__YOUR GOAL__.
Quote the lines of the listing below word for word, starting with the line containing "Practice step: identify the collared" and going on through the end of the listing.
━━ PROVIDED RECORDS ━━
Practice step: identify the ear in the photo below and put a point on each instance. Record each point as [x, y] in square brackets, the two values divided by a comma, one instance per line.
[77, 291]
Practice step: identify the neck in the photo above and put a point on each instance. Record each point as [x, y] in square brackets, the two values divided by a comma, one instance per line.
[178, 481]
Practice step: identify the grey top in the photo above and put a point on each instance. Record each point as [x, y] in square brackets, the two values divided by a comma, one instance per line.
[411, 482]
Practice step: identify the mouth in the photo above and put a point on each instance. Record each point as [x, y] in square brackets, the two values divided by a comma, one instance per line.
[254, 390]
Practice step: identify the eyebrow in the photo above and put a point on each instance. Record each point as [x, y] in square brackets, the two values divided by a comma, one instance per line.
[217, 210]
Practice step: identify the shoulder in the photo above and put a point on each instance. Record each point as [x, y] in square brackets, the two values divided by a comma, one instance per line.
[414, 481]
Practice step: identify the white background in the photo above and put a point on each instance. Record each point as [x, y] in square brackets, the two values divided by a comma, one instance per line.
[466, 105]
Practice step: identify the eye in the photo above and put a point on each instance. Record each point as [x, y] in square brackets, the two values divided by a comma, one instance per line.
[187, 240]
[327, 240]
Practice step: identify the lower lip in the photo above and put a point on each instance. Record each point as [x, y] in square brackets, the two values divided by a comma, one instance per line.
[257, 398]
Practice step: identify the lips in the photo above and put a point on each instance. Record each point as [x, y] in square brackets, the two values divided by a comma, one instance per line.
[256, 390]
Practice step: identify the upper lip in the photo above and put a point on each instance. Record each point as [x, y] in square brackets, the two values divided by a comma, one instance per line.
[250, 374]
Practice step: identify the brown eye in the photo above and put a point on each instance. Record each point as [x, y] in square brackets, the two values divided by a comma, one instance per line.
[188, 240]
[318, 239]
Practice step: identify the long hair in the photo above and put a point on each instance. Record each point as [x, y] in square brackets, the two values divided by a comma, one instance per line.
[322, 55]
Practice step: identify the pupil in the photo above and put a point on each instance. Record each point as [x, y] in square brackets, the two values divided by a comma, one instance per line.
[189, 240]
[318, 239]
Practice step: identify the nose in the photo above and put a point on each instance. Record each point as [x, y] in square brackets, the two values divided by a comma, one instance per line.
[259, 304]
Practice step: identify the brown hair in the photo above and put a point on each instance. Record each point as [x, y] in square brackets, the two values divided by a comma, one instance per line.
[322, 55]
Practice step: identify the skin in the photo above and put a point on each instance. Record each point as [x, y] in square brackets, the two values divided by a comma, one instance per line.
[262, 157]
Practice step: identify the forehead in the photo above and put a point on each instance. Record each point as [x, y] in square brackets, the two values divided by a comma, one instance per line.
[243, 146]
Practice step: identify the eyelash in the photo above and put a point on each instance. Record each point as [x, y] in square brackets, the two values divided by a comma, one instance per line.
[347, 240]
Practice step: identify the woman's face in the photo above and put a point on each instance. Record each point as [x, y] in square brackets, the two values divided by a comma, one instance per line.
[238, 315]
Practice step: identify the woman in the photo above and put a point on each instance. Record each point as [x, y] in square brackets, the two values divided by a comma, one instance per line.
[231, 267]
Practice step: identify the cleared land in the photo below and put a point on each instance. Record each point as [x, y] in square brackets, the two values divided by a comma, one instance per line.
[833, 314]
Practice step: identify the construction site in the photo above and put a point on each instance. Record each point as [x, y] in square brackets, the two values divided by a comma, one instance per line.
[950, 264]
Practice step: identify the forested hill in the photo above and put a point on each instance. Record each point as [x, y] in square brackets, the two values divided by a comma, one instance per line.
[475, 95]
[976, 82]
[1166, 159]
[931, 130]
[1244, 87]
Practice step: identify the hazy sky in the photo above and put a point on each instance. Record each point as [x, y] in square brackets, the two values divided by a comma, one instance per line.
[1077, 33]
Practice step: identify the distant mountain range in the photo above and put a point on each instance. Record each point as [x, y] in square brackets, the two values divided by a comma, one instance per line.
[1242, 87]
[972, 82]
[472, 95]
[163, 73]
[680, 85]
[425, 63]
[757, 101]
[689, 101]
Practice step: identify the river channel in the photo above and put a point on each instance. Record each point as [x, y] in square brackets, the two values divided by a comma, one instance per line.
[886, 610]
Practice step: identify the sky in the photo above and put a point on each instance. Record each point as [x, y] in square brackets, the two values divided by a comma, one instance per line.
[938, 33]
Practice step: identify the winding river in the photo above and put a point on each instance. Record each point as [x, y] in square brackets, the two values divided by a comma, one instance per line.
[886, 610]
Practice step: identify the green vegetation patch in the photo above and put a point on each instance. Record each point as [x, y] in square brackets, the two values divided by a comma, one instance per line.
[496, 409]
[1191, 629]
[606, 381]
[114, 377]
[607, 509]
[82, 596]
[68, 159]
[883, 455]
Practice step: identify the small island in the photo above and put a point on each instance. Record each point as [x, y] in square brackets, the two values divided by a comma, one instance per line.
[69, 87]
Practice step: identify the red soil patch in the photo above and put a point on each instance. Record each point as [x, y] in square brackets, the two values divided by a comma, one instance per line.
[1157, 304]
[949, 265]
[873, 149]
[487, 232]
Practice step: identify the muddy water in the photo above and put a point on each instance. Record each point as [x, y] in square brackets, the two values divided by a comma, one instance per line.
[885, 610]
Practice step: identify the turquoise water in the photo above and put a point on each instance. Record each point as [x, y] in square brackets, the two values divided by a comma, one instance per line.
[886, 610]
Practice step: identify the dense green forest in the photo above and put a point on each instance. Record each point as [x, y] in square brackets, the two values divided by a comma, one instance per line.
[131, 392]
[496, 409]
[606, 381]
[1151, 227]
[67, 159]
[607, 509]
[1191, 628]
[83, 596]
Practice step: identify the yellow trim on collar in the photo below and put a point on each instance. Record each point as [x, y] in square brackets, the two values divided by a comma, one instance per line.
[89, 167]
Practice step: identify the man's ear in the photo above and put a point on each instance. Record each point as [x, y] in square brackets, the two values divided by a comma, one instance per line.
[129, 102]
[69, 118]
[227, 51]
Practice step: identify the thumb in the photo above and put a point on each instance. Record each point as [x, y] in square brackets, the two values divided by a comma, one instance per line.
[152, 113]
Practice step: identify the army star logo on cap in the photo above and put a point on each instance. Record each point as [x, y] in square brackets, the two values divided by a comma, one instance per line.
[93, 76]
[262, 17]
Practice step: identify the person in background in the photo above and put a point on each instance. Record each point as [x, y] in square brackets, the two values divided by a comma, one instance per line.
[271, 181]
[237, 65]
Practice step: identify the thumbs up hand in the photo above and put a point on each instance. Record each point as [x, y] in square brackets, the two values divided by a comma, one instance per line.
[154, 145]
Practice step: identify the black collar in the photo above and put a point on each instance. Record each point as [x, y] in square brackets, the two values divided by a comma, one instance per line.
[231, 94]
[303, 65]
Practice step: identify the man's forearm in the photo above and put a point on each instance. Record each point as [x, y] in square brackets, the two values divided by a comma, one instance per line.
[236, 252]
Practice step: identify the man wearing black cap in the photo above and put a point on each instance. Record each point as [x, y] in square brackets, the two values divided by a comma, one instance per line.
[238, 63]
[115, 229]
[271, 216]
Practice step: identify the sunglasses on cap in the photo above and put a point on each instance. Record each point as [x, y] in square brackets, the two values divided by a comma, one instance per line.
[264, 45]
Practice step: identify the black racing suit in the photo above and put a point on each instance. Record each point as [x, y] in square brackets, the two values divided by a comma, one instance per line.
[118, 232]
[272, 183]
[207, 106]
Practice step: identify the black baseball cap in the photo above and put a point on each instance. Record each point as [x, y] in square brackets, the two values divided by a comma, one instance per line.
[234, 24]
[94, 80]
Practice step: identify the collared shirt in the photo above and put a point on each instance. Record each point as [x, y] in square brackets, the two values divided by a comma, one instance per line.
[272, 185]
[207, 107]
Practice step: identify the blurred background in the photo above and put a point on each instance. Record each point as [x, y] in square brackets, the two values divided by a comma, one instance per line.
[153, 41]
━━━
__COMPLETE RESPONSE__.
Practice step: identify the collared shirt in the photo above and put a point on each instance. Record each point as [x, y] in square brackets, the two values divided by a comma, one instance per line.
[272, 185]
[207, 107]
Practice step: identify the blurred background in the photo above and put a point on each instance. Record each point as [x, y] in square brackets, the two values divided by a comma, one instance per line.
[153, 41]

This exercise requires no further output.